WHAT YOU NEED TO DO:
Set down every entry below exactly as it stands.

DATA FOR REVIEW:
* * *
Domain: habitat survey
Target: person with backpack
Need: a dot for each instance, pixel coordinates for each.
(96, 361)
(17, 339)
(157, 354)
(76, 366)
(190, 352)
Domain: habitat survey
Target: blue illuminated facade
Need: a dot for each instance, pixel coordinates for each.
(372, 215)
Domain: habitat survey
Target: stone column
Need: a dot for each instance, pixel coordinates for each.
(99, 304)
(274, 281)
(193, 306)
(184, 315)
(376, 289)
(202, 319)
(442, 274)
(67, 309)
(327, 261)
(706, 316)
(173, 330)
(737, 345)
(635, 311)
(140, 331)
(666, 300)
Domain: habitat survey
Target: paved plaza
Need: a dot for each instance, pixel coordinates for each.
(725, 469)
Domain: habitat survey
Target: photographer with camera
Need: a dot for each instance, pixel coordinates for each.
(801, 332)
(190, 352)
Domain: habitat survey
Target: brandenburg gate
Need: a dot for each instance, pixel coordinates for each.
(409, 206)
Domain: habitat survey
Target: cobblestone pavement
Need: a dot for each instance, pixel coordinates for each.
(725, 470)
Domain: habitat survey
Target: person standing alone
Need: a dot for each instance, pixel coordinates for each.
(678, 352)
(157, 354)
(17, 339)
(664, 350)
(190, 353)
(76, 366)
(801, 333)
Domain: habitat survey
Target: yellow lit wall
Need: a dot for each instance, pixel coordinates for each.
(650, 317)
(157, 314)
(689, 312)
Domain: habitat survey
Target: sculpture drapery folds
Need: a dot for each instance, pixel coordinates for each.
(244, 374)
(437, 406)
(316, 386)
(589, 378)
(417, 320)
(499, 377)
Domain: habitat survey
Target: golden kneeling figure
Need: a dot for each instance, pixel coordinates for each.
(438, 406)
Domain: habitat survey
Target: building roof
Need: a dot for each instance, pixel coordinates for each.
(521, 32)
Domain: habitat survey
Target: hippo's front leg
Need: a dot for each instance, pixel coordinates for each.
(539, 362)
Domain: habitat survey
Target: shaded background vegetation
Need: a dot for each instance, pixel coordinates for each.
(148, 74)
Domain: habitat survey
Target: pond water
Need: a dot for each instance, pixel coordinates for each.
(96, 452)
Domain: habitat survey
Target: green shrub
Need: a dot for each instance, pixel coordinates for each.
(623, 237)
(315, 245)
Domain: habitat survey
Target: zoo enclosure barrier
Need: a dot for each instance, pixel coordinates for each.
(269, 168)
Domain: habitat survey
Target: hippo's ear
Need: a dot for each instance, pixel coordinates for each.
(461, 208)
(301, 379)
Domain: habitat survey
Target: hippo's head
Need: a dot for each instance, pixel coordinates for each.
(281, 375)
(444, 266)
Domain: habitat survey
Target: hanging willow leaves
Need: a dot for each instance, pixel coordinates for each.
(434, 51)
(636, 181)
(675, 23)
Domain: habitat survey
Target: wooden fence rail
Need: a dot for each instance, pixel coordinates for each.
* * *
OUTPUT FOR THIS TASK:
Domain: habitat survey
Target: person with backpack
Need: a dot for each instance, pixel coordinates for each.
(96, 361)
(17, 339)
(157, 354)
(76, 366)
(190, 352)
Domain: habitat survey
Target: blue illuminated facade
Need: a dot for each instance, pixel coordinates for each.
(372, 215)
Domain: habitat survey
Target: stone column
Need: a dot for each instance, pixel coordinates for each.
(99, 304)
(274, 281)
(193, 306)
(184, 315)
(376, 289)
(202, 319)
(442, 274)
(67, 309)
(327, 261)
(706, 316)
(173, 330)
(737, 345)
(635, 311)
(140, 331)
(666, 300)
Domain: habitat survey
Target: paved plaza
Need: a dot for each instance, pixel coordinates for each.
(725, 469)
Domain: habitat survey
Target: photographer with camera
Need: a dot for each instance, pixel coordinates for each.
(801, 332)
(190, 352)
Domain: habitat survey
Target: brandenburg gate
Need: a dot for each instance, pixel coordinates for each.
(409, 206)
Domain: habitat survey
Target: cobblestone pavement
Need: a dot for each instance, pixel coordinates for each.
(725, 470)
Domain: habitat survey
Target: person standing alone
Need: a dot for each instance, pixel coordinates for each.
(678, 352)
(157, 354)
(17, 339)
(664, 350)
(190, 353)
(76, 366)
(801, 333)
Domain: habitat survey
Target: yellow lit wall
Need: a dot for each instance, pixel coordinates for each.
(650, 317)
(157, 314)
(689, 312)
Domain: habitat survey
Target: sculpture drapery folds
Need: a dot for each instance, pixel coordinates for each.
(244, 374)
(437, 406)
(316, 386)
(589, 378)
(417, 320)
(499, 377)
Domain: habitat survey
Target: golden kneeling figure
Need: a dot for each instance, pixel coordinates for each.
(438, 406)
Domain: habitat survey
Target: building roof
Need: a dot for each instance, pixel coordinates for each.
(521, 32)
Domain: habitat survey
Target: hippo's front leg
Need: a dot for each instance, pixel coordinates for each.
(539, 362)
Domain: habitat survey
Target: shaded background vegetation
Need: a dot for each instance, pixel coordinates for each.
(148, 74)
Domain: habitat survey
Target: pond water
Need: a dot for each instance, pixel coordinates for each.
(96, 452)
Domain: habitat survey
Target: green shrub
Need: a dot for each instance, pixel coordinates for each.
(623, 237)
(315, 245)
Domain: habitat survey
Target: zoo enclosure barrier
Need: a dot for each instance, pixel coordinates for each.
(269, 168)
Domain: habitat survey
Target: hippo's ear
Need: a dot for each instance, pixel coordinates for each.
(461, 208)
(301, 379)
Domain: habitat survey
Target: hippo's head
Need: a dot for each instance, pixel coordinates for each.
(281, 375)
(444, 266)
Domain: habitat survey
Target: hanging willow leaves
Need: a dot for each instance, pixel coordinates for each.
(434, 51)
(636, 181)
(675, 23)
Domain: habitat survey
Target: wooden fence rail
Need: a dot for each instance, pixel coordinates for each.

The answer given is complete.